• The task
Place each line of the records below, from the line containing "target: rocky summit" through the line containing "60L0 79L0 150L256", with both of those lines included, into a JSON list of strings, one string per line, omitting any blank lines.

• Data listing
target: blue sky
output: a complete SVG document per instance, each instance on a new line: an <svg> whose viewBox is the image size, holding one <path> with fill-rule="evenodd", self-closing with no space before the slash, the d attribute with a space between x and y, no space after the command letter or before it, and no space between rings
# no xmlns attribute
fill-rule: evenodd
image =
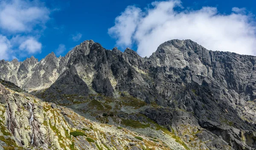
<svg viewBox="0 0 256 150"><path fill-rule="evenodd" d="M249 45L249 47L246 47L245 48L250 49L250 51L247 51L247 53L242 54L243 51L241 51L240 53L238 49L234 50L235 51L233 52L238 53L241 53L242 54L254 54L253 51L253 50L252 49L252 48L255 46L253 43L256 43L254 23L255 17L254 16L254 14L256 14L256 1L254 0L242 1L183 0L179 2L181 2L180 3L175 4L175 5L175 5L175 6L172 5L173 4L174 1L169 1L172 3L168 3L170 5L169 7L166 9L171 10L173 8L173 10L176 11L175 12L176 16L177 16L177 14L181 15L182 13L188 15L193 14L192 15L185 16L184 18L193 18L193 17L194 17L195 19L194 19L195 20L190 20L189 22L188 22L188 21L180 20L178 18L174 19L172 21L168 20L168 21L175 21L175 22L180 23L180 24L183 24L183 21L184 21L184 24L186 24L186 25L188 25L188 26L191 25L189 24L190 23L188 23L189 22L191 23L192 24L202 23L205 25L205 21L200 23L198 20L197 20L198 19L197 18L200 17L198 16L203 16L204 14L204 13L209 14L210 9L207 9L206 11L207 12L204 12L202 14L195 11L197 10L201 10L204 6L209 6L211 7L211 8L214 7L217 9L217 10L211 9L210 11L214 11L214 12L210 12L209 13L213 13L214 14L212 15L216 16L216 18L217 19L215 19L214 18L215 17L212 17L211 16L209 17L210 19L206 18L206 19L207 20L205 21L209 23L212 21L212 24L216 24L215 26L217 29L216 30L218 30L219 28L221 28L222 27L227 28L227 26L228 25L231 25L233 28L233 25L234 24L234 23L235 24L240 24L239 23L241 23L241 25L237 25L237 28L236 26L233 27L233 30L229 31L228 33L229 34L230 32L233 33L233 31L234 33L236 33L238 30L240 31L241 29L243 31L241 33L236 33L233 35L230 34L230 35L227 36L222 35L222 33L214 35L216 37L223 37L222 38L221 38L221 41L227 41L225 43L230 42L230 45L227 45L226 46L221 47L211 46L210 43L218 42L215 41L215 39L213 38L208 37L209 36L210 37L210 35L212 35L211 32L209 33L209 35L204 35L204 34L202 34L201 35L198 35L200 37L207 37L207 42L205 41L206 41L205 39L203 40L198 39L198 37L194 37L192 36L190 37L189 35L190 34L188 34L189 35L187 35L186 32L184 33L182 31L181 32L182 33L181 34L182 35L180 36L179 35L178 36L176 35L175 33L173 34L173 36L170 37L163 34L163 33L172 34L174 32L173 31L169 30L168 31L159 31L160 32L157 34L154 33L154 34L149 35L145 33L142 33L142 31L143 31L144 28L142 29L143 27L141 26L143 26L143 25L141 25L140 24L142 25L143 25L143 23L146 24L147 22L143 22L144 21L143 20L146 18L146 16L149 18L154 18L154 16L149 17L150 17L150 14L151 14L151 12L155 11L157 13L159 13L159 14L161 14L159 9L161 8L157 8L163 1L160 1L159 3L153 5L150 4L152 2L155 1L154 0L101 0L85 1L75 0L71 1L57 0L53 1L38 0L29 1L13 0L12 1L2 1L0 0L0 2L1 1L2 2L0 3L0 8L2 10L6 8L6 7L9 6L9 6L10 8L17 10L17 12L20 12L19 11L23 10L26 11L29 9L29 9L30 11L25 11L26 13L24 13L24 14L22 13L17 14L19 14L19 13L11 14L11 17L13 17L15 19L14 19L14 20L11 20L10 21L9 18L12 18L12 17L5 17L5 16L6 16L5 15L6 14L3 13L0 11L0 28L0 28L0 52L2 54L0 54L0 59L4 59L10 60L14 58L17 58L19 60L23 61L26 57L30 57L32 55L34 55L36 58L38 58L40 60L52 51L54 51L58 56L59 56L60 54L64 56L67 51L70 50L75 46L79 45L84 40L91 39L93 40L94 42L100 43L104 47L108 49L112 49L114 46L117 46L119 49L121 51L124 50L126 47L129 47L134 50L138 49L139 54L144 57L150 55L152 52L156 50L156 48L157 48L156 45L159 45L159 43L165 42L165 41L172 40L169 39L170 38L195 39L196 42L199 44L201 44L203 46L205 45L207 48L210 49L215 50L215 49L217 49L216 50L232 51L233 51L232 49L230 50L227 48L230 47L230 45L233 44L233 42L234 42L234 41L241 41L241 40L239 37L237 37L237 38L233 39L233 42L230 42L230 39L233 39L234 37L244 37L245 38L243 39L246 39L246 41L250 42L248 44L247 44ZM179 1L178 0L178 1ZM18 6L24 5L24 6L18 6ZM128 6L131 6L132 7L129 7ZM149 8L151 10L145 9L145 8ZM234 8L238 9L237 9L236 10L236 9L233 9L233 8ZM34 10L36 12L33 13L33 9L31 8L37 8ZM10 10L12 9L11 9ZM125 10L127 11L125 11ZM123 19L128 20L128 19L131 18L129 17L129 16L131 17L132 18L135 17L134 15L135 14L126 13L129 12L128 11L131 10L132 11L134 10L137 11L138 15L140 15L140 17L138 17L137 20L133 20L133 23L131 24L131 23L125 22L125 20L123 20ZM136 11L134 11L136 12ZM235 16L236 18L235 19L233 17L229 16L231 14L234 13L234 12L237 15L237 16ZM123 13L121 14L122 12ZM134 12L132 12L132 13L133 13ZM246 20L238 20L239 19L237 18L239 17L239 16L238 16L239 14L243 16L242 17L244 17L244 19ZM225 27L218 27L218 25L219 25L218 24L220 23L221 23L221 19L220 18L221 16L225 15L227 16L227 19L224 19L224 20L230 21L226 23L227 24L225 25ZM115 22L116 18L118 16L120 17L119 18L121 18L122 20L119 20L117 22L116 21ZM126 17L128 18L125 18ZM167 16L167 17L171 17L172 16ZM25 22L23 25L25 28L23 29L22 26L17 27L15 26L19 25L19 22L15 23L13 26L8 25L8 24L4 23L9 23L9 22L10 24L14 23L15 22L15 19L19 20L19 18L23 18L23 17L24 17L24 19L18 20L22 23ZM31 18L31 20L27 18ZM159 19L160 20L158 21L158 22L161 22L161 20L162 20L162 19ZM163 18L163 20L165 20L164 19L165 19ZM192 19L192 20L193 19ZM215 21L215 20L218 19L219 22ZM7 22L6 20L7 20ZM165 23L167 22L167 21L166 21ZM172 23L171 22L170 23ZM152 25L155 25L157 23L151 22L151 23L152 23ZM167 25L164 23L158 24L157 25L163 27ZM133 29L125 28L127 27L124 26L124 25L125 24L129 27L134 26L134 28ZM124 28L121 28L121 27L122 28L124 27ZM168 26L167 26L167 27ZM197 25L195 26L195 30L200 30L202 28L198 28L198 26ZM216 31L214 30L215 27L210 27L209 29L206 28L205 30L208 31L210 28L213 30L212 31L212 33L218 33L218 31ZM111 27L113 29L110 31L109 29ZM172 26L169 26L169 28L173 27ZM14 28L15 29L15 28L17 28L15 30ZM185 28L187 28L186 27ZM246 29L248 28L250 29L250 30ZM153 28L153 31L155 28ZM179 30L179 28L177 30ZM225 29L226 28L223 28L223 30L226 31L227 30ZM152 30L152 29L151 28L150 30ZM184 29L180 30L184 31ZM193 31L189 30L188 30L188 32L191 32L191 35L194 34ZM151 30L150 30L151 32ZM127 31L127 33L125 34L120 33L120 32L122 32L122 31ZM158 31L159 30L156 30L156 32ZM220 33L223 32L221 31L219 31ZM201 32L205 32L205 31L202 31ZM228 33L226 33L226 34ZM184 35L183 35L183 34ZM158 40L159 38L157 37L157 39L155 39L152 37L166 37L165 38L161 38L160 40ZM147 41L145 41L145 40L143 40L143 39L147 39ZM209 40L212 40L212 41L209 42L208 41ZM145 45L147 42L154 43L154 41L156 41L154 45ZM243 42L245 42L243 41ZM215 45L217 43L215 44ZM234 48L242 46L242 43L239 44L239 43L238 43L237 45L234 46ZM1 46L2 46L2 48L1 48ZM148 46L154 48L149 50L148 49ZM256 48L255 48L255 51L256 51Z"/></svg>

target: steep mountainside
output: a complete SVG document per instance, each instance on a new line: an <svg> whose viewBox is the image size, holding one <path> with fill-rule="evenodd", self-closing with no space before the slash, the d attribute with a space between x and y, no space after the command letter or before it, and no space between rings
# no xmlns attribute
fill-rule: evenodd
<svg viewBox="0 0 256 150"><path fill-rule="evenodd" d="M190 40L165 42L149 58L87 40L65 57L2 60L0 78L92 120L148 136L161 125L187 149L254 150L256 64Z"/></svg>
<svg viewBox="0 0 256 150"><path fill-rule="evenodd" d="M9 88L0 83L0 150L185 150L167 131L162 142L93 122L1 82Z"/></svg>

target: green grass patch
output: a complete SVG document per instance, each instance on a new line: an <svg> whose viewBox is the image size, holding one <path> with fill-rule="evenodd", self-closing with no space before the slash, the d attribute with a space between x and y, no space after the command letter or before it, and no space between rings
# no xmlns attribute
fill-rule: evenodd
<svg viewBox="0 0 256 150"><path fill-rule="evenodd" d="M81 131L73 131L70 133L71 136L76 137L78 136L86 136L86 135L84 133Z"/></svg>
<svg viewBox="0 0 256 150"><path fill-rule="evenodd" d="M140 141L143 141L143 139L142 139L142 138L141 137L140 137L140 136L135 136L134 137L134 138L137 139L138 140L140 140Z"/></svg>
<svg viewBox="0 0 256 150"><path fill-rule="evenodd" d="M96 146L98 148L98 149L99 149L99 150L102 150L102 149L99 146L98 144L95 143L95 144L96 145Z"/></svg>
<svg viewBox="0 0 256 150"><path fill-rule="evenodd" d="M122 100L122 106L132 106L134 107L135 109L140 108L147 105L145 102L132 96L121 96L120 99Z"/></svg>
<svg viewBox="0 0 256 150"><path fill-rule="evenodd" d="M87 140L87 141L88 141L89 142L94 142L94 140L90 138L87 138L86 139Z"/></svg>
<svg viewBox="0 0 256 150"><path fill-rule="evenodd" d="M76 150L76 148L75 148L75 143L74 143L74 142L72 142L72 144L70 145L70 148L71 150Z"/></svg>

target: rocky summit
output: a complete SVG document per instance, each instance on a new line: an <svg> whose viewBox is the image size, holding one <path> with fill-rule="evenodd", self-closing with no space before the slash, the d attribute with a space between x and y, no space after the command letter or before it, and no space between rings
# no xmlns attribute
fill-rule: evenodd
<svg viewBox="0 0 256 150"><path fill-rule="evenodd" d="M2 60L0 79L0 150L256 149L255 56L174 40L142 58L91 40Z"/></svg>

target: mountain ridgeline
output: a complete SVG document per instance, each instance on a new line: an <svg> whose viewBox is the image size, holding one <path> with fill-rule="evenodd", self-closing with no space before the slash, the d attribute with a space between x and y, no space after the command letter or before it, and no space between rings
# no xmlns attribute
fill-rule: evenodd
<svg viewBox="0 0 256 150"><path fill-rule="evenodd" d="M166 130L186 149L256 149L256 57L174 40L142 58L87 40L64 57L2 60L0 79L91 120Z"/></svg>

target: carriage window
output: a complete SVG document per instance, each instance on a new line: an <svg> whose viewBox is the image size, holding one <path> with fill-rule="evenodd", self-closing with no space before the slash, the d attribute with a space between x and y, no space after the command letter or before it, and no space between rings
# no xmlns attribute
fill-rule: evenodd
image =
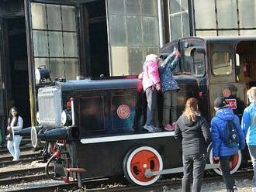
<svg viewBox="0 0 256 192"><path fill-rule="evenodd" d="M203 76L205 74L204 54L194 51L192 56L183 57L182 74Z"/></svg>
<svg viewBox="0 0 256 192"><path fill-rule="evenodd" d="M225 75L232 73L231 55L228 52L215 53L213 55L214 75Z"/></svg>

• In response
[
  "target: rocky summit",
  "output: a complete SVG document per instance, each instance on a new line: an <svg> whose viewBox is the image size, holding one <path> with fill-rule=\"evenodd\", self-closing with no space before the slash, the d attribute with a space between x and y, no space after the command letter or before it, and no space between rings",
  "# no xmlns attribute",
  "fill-rule: evenodd",
  "<svg viewBox=\"0 0 256 150\"><path fill-rule=\"evenodd\" d=\"M2 60L0 79L0 150L256 149L255 56L174 40L142 58L91 40Z\"/></svg>"
]